[Source data]

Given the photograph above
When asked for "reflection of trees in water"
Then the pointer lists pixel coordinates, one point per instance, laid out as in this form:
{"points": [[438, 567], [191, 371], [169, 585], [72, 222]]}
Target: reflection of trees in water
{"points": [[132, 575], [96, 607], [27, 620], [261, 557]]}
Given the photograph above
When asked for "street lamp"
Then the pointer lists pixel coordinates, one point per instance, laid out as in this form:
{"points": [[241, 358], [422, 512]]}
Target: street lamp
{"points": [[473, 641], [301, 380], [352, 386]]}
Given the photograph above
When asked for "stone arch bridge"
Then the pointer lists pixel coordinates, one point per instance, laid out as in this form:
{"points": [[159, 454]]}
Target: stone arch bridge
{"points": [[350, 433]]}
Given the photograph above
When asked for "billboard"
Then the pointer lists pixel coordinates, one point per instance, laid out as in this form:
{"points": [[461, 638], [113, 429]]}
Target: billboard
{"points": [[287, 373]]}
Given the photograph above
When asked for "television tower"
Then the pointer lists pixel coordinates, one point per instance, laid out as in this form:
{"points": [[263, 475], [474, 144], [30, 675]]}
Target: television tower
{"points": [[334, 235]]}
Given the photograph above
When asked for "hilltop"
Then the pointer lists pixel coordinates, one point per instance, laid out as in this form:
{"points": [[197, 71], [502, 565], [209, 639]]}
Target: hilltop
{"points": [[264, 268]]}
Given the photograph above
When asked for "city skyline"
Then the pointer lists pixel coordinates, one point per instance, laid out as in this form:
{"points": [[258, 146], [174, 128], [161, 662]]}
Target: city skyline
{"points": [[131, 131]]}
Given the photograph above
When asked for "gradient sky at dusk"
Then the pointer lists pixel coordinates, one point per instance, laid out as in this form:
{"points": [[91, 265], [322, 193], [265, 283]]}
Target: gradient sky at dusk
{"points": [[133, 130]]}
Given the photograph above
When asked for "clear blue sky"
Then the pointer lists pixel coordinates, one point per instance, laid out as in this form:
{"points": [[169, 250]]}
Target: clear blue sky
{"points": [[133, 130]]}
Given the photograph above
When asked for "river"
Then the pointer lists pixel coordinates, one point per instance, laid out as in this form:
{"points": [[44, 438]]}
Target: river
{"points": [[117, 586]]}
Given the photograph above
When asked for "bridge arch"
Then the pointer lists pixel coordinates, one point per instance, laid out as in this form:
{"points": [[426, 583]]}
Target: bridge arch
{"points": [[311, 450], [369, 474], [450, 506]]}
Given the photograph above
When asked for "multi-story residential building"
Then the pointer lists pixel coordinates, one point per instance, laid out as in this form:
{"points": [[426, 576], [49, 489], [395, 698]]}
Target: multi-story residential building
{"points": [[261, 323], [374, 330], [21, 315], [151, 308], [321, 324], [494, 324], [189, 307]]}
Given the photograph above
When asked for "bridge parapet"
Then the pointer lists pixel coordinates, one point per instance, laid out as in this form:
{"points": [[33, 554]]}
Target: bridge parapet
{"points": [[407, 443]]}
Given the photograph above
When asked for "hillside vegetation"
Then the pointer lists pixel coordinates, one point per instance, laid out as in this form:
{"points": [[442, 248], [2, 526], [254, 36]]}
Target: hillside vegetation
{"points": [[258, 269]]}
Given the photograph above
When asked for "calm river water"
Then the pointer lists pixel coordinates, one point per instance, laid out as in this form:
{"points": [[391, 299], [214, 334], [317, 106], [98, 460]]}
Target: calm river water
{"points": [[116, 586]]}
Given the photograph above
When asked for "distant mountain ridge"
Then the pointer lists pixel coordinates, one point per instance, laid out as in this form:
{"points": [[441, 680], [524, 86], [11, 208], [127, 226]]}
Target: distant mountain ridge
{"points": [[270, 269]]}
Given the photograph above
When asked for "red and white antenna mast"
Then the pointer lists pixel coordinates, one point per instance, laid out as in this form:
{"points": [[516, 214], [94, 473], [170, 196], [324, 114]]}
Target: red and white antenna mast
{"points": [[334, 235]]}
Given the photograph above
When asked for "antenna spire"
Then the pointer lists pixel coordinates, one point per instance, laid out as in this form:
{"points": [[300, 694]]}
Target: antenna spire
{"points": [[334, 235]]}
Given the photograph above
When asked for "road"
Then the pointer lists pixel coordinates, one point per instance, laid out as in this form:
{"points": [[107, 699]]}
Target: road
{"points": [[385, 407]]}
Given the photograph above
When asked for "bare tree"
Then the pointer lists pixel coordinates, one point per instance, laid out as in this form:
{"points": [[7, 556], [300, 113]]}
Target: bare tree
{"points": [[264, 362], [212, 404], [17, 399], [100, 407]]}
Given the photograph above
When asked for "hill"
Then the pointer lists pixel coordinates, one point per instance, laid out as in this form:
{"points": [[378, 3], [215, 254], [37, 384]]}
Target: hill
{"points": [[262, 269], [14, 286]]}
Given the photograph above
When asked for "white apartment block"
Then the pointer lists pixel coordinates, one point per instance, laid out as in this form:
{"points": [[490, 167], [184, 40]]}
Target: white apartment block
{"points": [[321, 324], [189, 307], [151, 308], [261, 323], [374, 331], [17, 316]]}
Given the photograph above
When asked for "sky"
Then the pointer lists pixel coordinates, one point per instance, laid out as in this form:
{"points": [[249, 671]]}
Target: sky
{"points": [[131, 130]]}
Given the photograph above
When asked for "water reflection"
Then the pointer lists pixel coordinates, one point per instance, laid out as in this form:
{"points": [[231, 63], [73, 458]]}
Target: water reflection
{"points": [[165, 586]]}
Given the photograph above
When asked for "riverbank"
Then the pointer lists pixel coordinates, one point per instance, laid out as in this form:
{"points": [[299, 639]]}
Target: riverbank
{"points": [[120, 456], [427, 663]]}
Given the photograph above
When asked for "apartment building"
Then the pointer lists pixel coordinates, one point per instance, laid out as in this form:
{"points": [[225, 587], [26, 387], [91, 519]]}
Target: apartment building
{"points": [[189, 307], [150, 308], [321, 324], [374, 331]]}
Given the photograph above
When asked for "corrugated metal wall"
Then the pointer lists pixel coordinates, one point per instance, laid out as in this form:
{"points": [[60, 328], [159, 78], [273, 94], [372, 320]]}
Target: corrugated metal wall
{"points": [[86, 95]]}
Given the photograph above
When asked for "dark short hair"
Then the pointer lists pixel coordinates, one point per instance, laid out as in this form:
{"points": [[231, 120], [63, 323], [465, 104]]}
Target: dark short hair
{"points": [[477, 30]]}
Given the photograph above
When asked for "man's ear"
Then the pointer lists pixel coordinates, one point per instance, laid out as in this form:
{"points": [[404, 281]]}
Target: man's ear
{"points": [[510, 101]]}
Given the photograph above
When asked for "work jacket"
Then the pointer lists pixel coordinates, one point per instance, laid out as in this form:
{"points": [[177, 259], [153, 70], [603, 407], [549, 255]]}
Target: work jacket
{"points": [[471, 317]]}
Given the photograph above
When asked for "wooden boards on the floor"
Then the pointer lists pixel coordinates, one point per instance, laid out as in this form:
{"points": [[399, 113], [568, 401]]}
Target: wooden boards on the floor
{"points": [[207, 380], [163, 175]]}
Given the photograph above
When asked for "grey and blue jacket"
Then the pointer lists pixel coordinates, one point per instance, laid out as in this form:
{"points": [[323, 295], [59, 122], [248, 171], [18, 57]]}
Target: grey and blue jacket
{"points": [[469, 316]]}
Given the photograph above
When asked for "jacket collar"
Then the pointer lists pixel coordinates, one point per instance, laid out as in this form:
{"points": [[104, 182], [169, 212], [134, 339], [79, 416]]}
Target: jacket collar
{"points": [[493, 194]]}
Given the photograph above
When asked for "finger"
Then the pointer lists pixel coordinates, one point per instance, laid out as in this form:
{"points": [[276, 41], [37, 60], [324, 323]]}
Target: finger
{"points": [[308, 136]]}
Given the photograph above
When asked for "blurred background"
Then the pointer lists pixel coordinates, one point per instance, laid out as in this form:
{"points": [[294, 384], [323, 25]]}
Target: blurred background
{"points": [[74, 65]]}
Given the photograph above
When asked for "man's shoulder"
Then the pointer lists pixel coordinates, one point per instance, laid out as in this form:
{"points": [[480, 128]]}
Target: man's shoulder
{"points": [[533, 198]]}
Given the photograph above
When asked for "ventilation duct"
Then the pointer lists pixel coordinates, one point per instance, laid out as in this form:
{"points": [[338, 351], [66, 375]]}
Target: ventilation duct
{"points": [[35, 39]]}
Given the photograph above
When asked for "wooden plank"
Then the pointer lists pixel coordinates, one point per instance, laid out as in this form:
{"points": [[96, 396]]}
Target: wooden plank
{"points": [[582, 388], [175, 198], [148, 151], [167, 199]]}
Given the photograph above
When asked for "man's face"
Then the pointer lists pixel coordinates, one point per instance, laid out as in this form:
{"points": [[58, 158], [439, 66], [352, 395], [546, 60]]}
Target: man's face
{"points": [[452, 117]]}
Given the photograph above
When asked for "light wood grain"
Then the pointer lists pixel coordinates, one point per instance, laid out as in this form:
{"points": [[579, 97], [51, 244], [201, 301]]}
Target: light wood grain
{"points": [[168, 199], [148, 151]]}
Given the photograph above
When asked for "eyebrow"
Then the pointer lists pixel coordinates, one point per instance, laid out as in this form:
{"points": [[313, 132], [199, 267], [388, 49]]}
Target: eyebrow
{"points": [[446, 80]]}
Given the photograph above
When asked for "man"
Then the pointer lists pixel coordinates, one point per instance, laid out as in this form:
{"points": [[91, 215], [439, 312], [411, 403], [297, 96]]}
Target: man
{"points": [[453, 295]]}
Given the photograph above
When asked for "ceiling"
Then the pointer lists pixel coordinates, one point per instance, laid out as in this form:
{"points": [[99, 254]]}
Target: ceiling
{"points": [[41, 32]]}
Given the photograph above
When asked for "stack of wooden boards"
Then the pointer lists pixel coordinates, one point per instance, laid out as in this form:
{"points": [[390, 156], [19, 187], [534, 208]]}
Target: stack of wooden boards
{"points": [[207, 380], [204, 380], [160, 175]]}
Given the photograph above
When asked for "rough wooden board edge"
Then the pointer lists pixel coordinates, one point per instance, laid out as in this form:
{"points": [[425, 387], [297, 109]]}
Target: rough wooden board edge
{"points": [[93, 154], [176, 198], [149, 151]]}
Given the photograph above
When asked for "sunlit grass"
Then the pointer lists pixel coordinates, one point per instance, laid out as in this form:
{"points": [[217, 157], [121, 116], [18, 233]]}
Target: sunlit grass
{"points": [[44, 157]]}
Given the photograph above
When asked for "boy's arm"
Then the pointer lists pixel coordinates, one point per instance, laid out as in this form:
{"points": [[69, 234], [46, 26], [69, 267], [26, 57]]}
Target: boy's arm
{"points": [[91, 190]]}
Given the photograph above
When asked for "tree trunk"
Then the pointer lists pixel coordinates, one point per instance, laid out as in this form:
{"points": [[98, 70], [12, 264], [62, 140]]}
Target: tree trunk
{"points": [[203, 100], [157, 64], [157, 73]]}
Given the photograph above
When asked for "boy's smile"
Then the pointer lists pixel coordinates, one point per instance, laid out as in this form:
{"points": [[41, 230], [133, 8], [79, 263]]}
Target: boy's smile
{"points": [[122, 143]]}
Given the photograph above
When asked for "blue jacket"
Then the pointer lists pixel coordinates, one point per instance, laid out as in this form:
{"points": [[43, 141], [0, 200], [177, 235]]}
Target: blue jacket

Prompt - Report every line of the source data that contains the word "television", copying each such line in full.

Response to this task -
When asked for "television tower"
Target: television tower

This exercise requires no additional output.